(Stored items)
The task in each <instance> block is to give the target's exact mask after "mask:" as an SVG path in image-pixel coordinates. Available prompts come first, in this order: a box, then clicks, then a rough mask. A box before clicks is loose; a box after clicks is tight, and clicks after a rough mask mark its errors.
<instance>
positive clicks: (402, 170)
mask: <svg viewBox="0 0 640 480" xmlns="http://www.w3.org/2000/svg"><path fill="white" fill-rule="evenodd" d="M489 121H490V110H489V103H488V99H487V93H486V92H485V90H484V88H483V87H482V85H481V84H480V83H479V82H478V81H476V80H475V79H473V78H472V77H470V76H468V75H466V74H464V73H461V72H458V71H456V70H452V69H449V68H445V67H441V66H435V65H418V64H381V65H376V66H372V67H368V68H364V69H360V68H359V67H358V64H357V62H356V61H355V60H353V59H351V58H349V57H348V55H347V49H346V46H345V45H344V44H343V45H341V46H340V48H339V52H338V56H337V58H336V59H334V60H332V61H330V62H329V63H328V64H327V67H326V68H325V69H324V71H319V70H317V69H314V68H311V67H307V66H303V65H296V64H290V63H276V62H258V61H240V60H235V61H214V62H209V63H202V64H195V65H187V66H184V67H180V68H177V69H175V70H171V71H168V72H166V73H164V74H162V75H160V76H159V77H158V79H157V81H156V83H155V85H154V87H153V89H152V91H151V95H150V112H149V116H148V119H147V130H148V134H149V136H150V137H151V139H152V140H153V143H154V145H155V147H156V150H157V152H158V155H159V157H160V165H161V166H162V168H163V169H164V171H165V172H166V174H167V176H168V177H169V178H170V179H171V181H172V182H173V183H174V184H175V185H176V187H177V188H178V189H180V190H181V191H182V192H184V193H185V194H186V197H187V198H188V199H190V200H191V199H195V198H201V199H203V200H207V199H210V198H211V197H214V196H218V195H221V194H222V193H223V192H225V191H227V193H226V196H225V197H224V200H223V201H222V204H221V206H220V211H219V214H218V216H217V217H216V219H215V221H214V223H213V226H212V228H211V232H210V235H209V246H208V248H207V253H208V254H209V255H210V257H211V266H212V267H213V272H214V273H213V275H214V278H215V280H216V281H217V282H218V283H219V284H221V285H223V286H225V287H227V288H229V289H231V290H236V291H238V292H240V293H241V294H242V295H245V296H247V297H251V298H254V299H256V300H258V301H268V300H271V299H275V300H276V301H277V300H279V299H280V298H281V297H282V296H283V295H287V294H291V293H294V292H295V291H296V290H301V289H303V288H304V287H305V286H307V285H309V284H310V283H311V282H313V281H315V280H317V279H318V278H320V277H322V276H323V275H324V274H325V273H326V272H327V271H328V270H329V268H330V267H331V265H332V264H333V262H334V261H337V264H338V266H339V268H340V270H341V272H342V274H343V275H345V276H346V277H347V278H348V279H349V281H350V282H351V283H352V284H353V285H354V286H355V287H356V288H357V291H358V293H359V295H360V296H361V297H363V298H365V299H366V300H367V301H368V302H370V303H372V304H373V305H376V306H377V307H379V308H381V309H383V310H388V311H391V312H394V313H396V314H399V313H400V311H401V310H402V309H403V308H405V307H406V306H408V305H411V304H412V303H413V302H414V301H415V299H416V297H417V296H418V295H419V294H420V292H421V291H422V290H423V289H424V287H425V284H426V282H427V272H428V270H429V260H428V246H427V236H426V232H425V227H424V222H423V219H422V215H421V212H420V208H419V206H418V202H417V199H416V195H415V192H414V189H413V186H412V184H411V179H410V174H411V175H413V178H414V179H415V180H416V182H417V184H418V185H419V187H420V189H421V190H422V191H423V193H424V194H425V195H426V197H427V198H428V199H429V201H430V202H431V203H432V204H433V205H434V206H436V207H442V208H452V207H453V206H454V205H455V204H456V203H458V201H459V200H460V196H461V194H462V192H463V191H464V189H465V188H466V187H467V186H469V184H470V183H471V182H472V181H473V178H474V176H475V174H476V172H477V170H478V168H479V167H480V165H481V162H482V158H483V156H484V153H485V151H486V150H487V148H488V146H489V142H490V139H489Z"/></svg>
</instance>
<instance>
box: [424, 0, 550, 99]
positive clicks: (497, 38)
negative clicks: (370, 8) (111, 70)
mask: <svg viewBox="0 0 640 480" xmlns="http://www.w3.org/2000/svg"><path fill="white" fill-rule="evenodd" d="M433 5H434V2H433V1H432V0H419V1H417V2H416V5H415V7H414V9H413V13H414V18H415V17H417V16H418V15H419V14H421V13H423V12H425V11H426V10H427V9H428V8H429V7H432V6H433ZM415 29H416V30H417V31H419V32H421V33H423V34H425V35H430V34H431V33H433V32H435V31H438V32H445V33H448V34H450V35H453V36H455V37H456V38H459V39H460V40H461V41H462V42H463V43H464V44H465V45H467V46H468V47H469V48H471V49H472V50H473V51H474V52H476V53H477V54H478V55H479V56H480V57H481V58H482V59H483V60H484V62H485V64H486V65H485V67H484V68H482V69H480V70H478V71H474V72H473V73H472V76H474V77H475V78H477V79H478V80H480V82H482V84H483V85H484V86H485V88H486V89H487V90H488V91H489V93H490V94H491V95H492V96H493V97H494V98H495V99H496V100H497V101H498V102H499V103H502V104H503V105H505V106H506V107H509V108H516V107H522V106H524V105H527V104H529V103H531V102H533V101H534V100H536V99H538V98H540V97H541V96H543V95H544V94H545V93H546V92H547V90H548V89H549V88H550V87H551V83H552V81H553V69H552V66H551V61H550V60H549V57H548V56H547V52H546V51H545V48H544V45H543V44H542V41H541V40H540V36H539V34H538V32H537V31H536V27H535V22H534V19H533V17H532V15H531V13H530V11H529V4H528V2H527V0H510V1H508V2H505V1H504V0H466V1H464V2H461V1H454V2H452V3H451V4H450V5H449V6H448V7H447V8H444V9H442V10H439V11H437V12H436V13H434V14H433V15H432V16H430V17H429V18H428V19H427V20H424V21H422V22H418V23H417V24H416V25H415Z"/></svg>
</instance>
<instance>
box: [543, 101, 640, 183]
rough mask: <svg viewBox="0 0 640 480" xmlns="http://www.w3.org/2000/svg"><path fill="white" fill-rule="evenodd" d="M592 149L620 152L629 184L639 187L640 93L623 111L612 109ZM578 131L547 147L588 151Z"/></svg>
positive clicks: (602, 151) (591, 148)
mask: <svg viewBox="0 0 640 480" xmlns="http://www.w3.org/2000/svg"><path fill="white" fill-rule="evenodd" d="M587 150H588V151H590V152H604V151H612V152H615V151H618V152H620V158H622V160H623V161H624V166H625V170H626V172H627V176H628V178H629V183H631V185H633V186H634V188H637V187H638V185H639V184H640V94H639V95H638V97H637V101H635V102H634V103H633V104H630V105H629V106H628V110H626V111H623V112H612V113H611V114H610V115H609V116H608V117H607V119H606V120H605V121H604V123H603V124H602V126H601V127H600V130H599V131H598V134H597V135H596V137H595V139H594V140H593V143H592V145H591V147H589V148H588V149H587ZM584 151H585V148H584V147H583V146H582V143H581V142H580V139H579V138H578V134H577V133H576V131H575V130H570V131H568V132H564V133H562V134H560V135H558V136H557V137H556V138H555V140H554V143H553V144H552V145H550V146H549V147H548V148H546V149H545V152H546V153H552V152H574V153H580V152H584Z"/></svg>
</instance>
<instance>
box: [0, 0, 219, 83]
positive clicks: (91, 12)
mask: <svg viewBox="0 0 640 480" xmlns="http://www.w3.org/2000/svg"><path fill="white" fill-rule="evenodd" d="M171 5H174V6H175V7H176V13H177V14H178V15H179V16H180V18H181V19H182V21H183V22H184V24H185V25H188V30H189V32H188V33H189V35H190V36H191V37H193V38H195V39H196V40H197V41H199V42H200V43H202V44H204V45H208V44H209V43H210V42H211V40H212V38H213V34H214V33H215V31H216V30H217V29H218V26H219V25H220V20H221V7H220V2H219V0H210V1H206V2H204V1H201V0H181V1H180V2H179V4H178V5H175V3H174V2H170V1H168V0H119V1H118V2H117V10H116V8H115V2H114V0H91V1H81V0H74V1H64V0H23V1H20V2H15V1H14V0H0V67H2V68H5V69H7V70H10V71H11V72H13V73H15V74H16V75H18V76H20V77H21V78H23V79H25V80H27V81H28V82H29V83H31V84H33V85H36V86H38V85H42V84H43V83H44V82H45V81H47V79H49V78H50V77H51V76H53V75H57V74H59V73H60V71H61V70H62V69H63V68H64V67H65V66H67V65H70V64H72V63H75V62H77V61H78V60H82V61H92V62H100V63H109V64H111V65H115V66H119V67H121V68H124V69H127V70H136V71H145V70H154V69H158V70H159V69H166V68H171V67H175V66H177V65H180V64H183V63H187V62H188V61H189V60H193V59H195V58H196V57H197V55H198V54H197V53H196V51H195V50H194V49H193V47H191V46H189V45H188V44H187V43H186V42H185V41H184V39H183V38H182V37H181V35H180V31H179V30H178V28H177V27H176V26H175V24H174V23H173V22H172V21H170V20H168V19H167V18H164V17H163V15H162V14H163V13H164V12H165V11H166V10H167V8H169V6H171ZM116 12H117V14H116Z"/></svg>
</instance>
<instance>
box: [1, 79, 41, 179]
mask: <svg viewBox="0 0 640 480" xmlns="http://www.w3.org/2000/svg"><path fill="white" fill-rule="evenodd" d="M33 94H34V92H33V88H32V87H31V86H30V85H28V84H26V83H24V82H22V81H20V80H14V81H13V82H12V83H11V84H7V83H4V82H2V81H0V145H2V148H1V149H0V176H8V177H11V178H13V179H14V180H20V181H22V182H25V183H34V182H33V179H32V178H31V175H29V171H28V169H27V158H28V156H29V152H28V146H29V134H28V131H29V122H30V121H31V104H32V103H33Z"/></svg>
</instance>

REQUIRED WORK ::
From the entries above, print the lines beginning at the one with "box: [424, 0, 550, 99]" and stopping after the one with "rough mask: <svg", exactly as written and with nothing else.

RESULT ::
box: [424, 0, 550, 99]
positive clicks: (497, 38)
negative clicks: (370, 8) (111, 70)
mask: <svg viewBox="0 0 640 480" xmlns="http://www.w3.org/2000/svg"><path fill="white" fill-rule="evenodd" d="M433 5H434V2H433V1H432V0H419V1H417V2H416V5H415V7H414V9H413V13H414V18H415V17H417V16H418V15H419V14H421V13H423V12H425V11H426V10H427V9H428V8H429V7H432V6H433ZM415 29H416V30H417V31H419V32H421V33H423V34H425V35H430V34H431V33H433V32H435V31H438V32H445V33H448V34H450V35H453V36H455V37H456V38H459V39H460V40H461V41H462V42H463V43H464V44H465V45H467V46H468V47H469V48H471V49H472V50H473V51H474V52H476V53H477V54H478V55H479V56H480V57H481V58H482V59H483V60H484V62H485V64H486V65H485V67H484V68H482V69H480V70H478V71H474V72H473V73H472V76H474V77H475V78H477V79H478V80H480V82H482V84H483V85H484V86H485V88H486V89H487V90H488V91H489V93H490V94H491V95H492V96H493V97H494V98H495V99H496V100H497V101H498V102H499V103H502V104H503V105H505V106H506V107H509V108H516V107H522V106H524V105H527V104H529V103H531V102H533V101H534V100H536V99H538V98H540V97H541V96H543V95H544V94H545V93H546V92H547V90H548V89H549V88H550V87H551V83H552V81H553V69H552V66H551V61H550V60H549V57H548V56H547V52H546V51H545V48H544V45H543V44H542V41H541V40H540V36H539V34H538V32H537V31H536V27H535V22H534V19H533V17H532V15H531V13H530V11H529V4H528V2H527V0H510V1H508V2H505V1H504V0H466V1H464V2H461V1H454V2H452V3H451V4H450V5H449V6H448V7H447V8H444V9H442V10H439V11H437V12H436V13H434V14H433V15H432V16H430V17H429V18H428V19H427V20H424V21H422V22H418V23H417V24H416V25H415Z"/></svg>
</instance>
<instance>
box: [543, 101, 640, 183]
rough mask: <svg viewBox="0 0 640 480" xmlns="http://www.w3.org/2000/svg"><path fill="white" fill-rule="evenodd" d="M592 149L620 152L629 184L639 187L640 93L623 111L612 109ZM578 131L547 147L588 151Z"/></svg>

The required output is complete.